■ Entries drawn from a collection
---

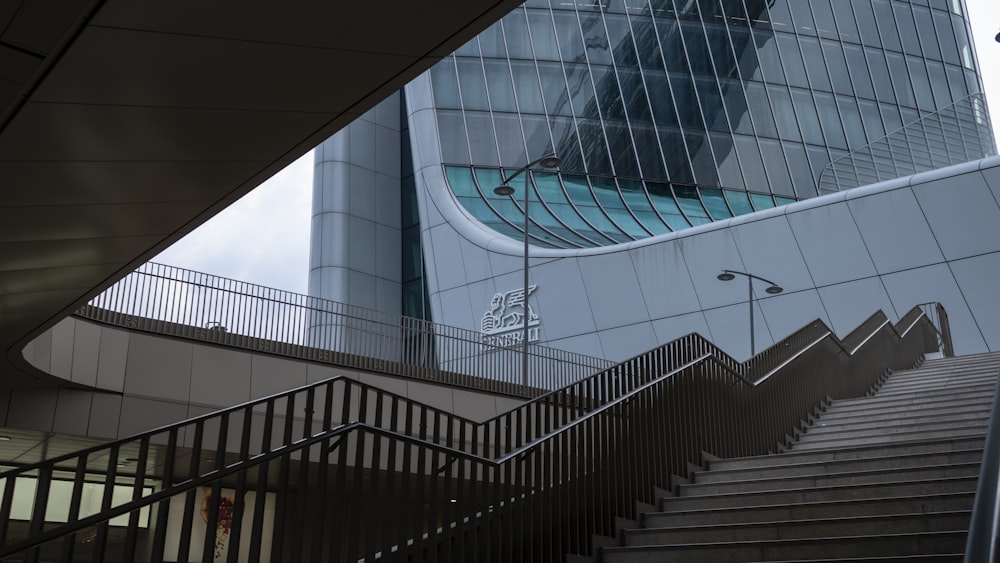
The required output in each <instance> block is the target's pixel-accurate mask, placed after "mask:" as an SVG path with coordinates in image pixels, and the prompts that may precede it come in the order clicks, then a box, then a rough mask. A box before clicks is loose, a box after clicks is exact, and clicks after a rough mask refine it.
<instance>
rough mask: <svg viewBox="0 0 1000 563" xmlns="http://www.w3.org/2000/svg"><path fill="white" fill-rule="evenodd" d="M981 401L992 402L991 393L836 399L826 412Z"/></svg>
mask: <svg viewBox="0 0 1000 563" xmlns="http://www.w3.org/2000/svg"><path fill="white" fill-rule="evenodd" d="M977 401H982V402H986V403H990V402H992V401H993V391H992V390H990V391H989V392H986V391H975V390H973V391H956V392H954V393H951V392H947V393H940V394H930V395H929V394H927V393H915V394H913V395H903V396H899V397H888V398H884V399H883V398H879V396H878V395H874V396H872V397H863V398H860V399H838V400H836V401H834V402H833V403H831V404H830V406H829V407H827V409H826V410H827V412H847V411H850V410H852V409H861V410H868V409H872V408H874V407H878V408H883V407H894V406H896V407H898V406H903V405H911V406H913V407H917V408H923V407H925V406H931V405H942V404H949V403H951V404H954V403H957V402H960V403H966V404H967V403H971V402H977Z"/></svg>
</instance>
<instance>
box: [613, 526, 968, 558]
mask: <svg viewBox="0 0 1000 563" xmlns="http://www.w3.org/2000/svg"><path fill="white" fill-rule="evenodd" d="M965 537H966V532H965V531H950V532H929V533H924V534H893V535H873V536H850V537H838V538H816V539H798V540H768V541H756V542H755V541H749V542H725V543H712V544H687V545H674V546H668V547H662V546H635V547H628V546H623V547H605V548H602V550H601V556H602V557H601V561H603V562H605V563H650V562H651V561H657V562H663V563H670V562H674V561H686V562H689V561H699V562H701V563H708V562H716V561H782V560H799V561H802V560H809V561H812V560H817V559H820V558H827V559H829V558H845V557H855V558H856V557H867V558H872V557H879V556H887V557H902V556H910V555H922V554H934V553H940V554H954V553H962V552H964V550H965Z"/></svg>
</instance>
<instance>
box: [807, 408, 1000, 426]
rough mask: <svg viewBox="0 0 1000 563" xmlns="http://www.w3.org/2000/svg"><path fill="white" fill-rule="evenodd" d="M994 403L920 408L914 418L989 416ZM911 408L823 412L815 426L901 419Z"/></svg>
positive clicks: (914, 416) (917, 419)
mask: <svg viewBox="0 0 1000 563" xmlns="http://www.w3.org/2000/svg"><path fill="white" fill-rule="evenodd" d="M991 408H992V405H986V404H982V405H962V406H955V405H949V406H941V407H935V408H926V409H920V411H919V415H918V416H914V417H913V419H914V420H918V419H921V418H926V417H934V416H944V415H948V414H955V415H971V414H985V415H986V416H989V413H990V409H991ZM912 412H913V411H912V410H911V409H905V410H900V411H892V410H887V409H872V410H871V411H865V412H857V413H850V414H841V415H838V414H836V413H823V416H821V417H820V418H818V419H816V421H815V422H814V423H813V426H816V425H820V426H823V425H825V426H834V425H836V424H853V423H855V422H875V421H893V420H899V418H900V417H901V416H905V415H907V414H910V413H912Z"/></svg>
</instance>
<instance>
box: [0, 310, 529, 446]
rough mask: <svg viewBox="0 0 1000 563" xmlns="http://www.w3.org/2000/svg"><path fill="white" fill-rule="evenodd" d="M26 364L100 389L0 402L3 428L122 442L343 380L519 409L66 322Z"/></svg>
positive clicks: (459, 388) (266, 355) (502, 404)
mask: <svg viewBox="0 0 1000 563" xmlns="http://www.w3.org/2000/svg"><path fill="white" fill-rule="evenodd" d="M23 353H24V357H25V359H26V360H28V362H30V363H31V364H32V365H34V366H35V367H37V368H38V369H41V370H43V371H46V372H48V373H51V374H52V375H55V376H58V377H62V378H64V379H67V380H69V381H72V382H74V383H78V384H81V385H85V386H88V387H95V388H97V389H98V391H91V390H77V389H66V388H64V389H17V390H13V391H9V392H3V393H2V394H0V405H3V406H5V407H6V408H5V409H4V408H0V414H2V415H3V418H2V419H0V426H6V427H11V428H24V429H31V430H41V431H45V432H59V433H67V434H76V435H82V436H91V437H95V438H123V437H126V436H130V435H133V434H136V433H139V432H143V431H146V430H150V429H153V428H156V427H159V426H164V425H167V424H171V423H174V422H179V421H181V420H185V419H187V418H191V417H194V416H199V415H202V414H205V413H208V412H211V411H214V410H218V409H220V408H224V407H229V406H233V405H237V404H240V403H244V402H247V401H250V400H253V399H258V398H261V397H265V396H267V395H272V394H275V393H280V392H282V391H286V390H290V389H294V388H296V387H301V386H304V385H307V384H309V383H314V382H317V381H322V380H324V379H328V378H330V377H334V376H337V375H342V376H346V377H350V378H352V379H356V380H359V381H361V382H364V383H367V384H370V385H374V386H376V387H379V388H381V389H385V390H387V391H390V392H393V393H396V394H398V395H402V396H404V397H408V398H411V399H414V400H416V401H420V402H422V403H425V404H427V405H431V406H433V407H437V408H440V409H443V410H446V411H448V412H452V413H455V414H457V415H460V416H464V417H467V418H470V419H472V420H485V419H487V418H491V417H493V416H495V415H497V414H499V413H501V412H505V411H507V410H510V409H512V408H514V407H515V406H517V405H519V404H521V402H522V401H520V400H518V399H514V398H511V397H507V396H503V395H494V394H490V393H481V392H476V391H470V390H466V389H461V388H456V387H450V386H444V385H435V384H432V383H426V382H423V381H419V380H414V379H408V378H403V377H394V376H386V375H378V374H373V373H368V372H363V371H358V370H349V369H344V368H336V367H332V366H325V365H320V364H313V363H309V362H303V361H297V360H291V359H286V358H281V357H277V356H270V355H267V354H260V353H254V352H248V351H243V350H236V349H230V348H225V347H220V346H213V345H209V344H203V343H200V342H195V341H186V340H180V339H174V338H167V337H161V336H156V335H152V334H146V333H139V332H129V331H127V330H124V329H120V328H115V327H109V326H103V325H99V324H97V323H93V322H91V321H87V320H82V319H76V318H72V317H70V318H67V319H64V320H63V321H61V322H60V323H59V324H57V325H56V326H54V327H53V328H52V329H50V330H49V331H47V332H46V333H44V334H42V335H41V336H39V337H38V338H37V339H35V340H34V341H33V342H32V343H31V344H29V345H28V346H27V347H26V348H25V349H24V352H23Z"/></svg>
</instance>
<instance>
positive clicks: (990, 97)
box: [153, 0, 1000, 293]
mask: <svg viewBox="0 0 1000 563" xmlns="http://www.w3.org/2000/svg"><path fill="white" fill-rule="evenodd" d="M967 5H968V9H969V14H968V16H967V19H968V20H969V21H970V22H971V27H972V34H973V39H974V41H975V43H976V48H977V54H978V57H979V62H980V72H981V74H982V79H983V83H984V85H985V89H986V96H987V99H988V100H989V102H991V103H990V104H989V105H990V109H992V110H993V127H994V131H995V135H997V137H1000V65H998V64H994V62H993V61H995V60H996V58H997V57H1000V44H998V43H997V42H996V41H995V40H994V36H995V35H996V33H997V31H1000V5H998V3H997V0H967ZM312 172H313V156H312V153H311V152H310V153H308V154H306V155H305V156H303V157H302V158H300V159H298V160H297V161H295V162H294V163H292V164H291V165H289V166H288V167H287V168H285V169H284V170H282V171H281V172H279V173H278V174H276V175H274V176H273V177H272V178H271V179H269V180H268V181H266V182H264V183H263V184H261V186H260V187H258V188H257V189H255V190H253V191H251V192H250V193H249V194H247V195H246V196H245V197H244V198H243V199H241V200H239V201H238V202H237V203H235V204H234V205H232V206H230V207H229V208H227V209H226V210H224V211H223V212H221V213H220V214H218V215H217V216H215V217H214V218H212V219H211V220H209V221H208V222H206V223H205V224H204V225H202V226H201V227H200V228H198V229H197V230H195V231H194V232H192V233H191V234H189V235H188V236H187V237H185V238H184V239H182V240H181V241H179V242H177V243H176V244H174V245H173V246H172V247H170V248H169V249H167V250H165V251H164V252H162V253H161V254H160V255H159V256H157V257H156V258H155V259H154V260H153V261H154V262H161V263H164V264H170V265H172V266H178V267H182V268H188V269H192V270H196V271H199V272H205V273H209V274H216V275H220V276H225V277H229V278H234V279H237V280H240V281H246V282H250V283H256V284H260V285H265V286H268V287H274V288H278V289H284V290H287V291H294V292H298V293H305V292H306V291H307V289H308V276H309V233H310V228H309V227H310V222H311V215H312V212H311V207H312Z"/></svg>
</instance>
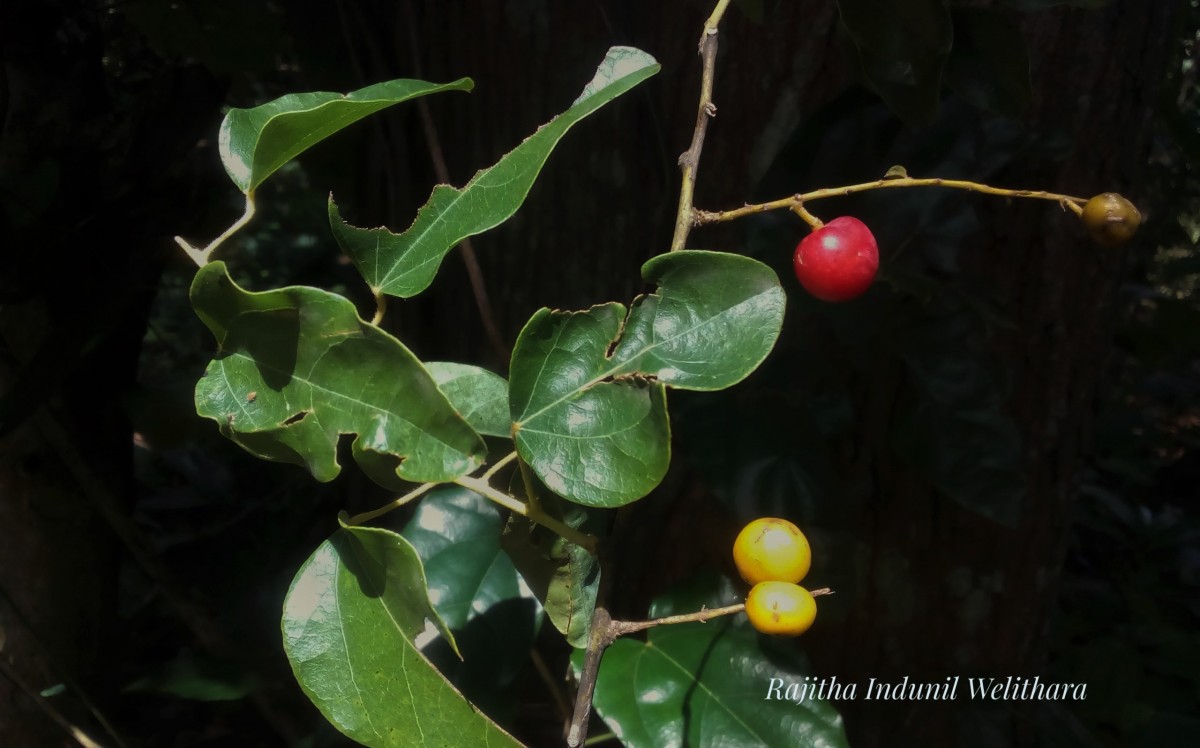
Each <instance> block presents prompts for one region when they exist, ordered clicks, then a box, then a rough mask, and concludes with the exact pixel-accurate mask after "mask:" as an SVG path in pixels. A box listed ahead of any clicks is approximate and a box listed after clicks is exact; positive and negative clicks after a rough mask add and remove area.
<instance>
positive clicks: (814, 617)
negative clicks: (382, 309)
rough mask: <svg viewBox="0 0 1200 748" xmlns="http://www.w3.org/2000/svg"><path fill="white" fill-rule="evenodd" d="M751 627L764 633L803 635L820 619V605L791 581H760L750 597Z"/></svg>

---

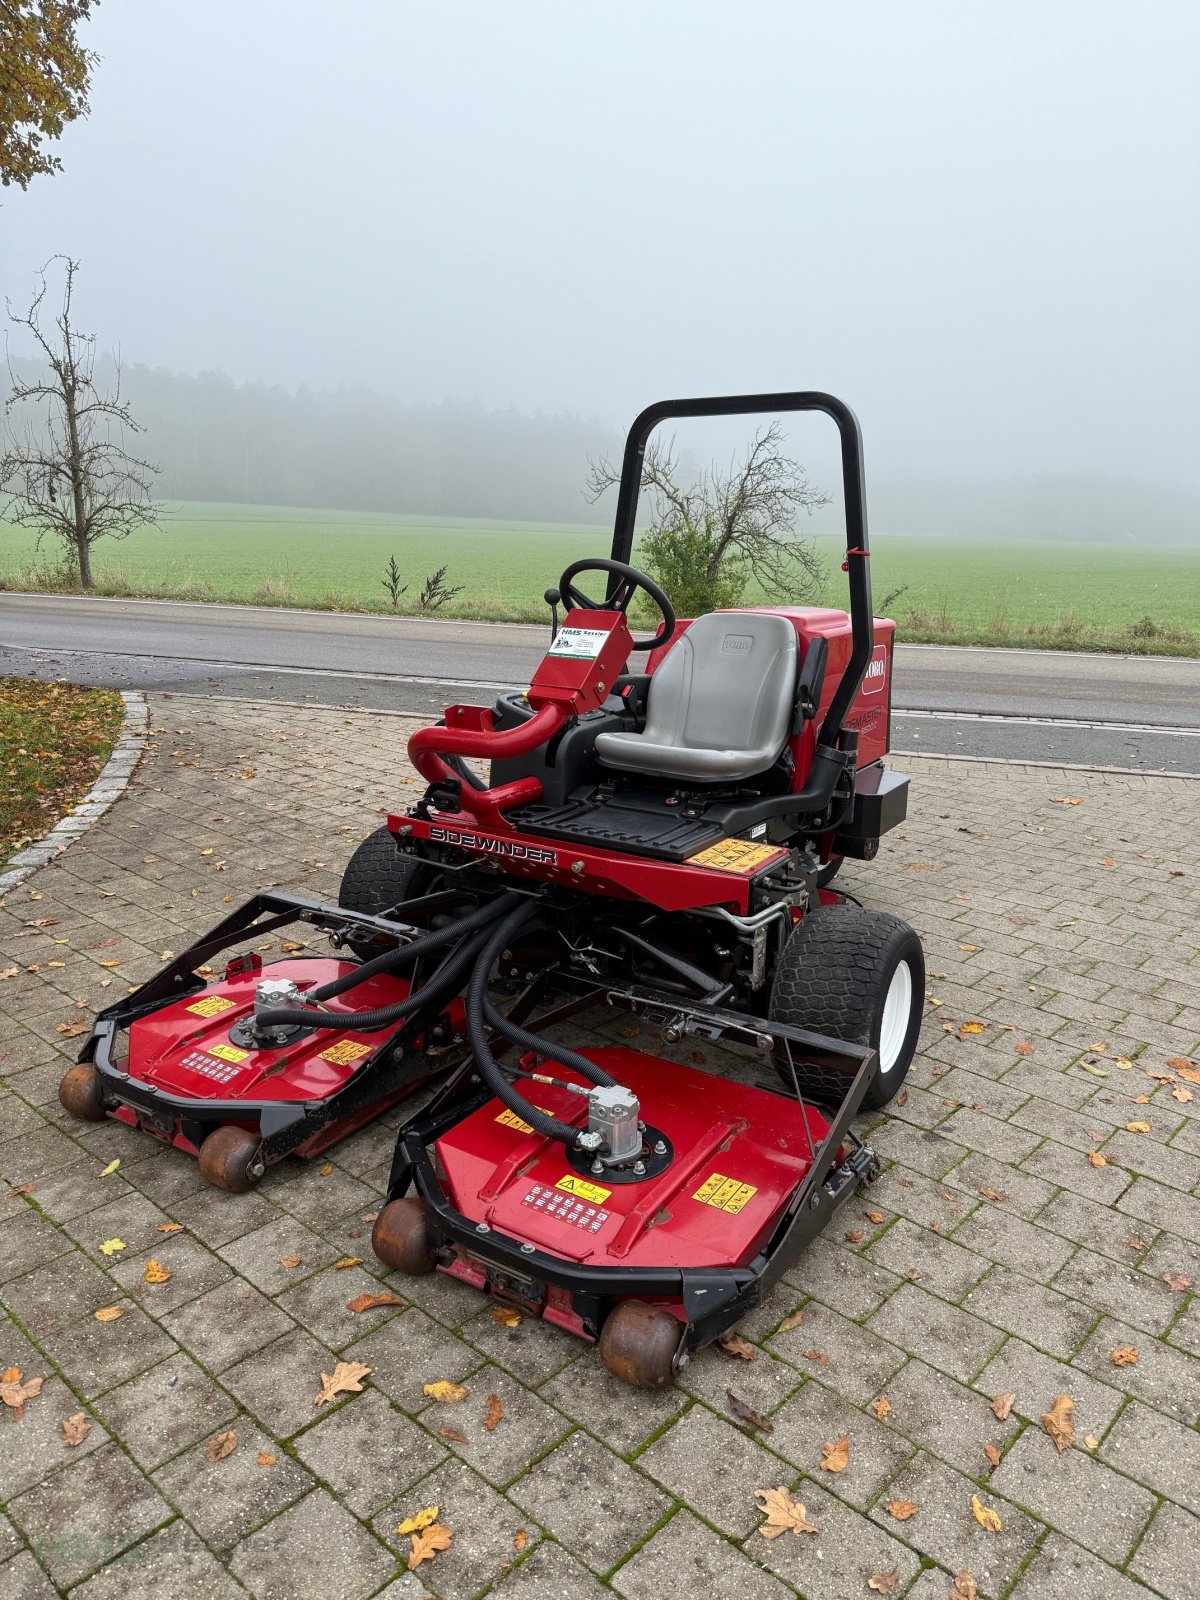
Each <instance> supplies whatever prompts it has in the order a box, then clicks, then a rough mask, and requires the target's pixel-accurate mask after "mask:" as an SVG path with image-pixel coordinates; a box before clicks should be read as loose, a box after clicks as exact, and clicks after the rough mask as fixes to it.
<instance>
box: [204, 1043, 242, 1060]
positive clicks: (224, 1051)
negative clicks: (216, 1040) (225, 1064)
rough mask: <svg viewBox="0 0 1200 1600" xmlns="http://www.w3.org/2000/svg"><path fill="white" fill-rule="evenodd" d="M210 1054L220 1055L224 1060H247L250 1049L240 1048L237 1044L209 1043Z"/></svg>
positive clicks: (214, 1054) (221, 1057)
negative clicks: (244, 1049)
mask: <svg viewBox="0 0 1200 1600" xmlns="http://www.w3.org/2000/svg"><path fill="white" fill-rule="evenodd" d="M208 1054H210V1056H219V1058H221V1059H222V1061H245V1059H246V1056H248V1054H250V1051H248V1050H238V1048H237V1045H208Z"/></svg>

---

■ WHAT THE TASK REQUIRES
Which lines of the listing contain the string "positive", with case counting? Return each of those lines.

■ TASK OUTPUT
positive clicks: (914, 416) (917, 419)
positive clicks: (459, 388) (266, 355) (502, 404)
positive clicks: (990, 97)
Each <instance> block presents prompts for one region when they exist, ordered clicks, then a box, then a rough mask, and concludes with the exact pixel-accurate mask after "mask:" as an SVG path in pixels. A box listed ahead of any clicks is approximate and a box listed after clicks is exact; positive and negative clicks after a rough mask add and remove area.
positive clicks: (814, 617)
positive clicks: (224, 1051)
positive clicks: (214, 1054) (221, 1057)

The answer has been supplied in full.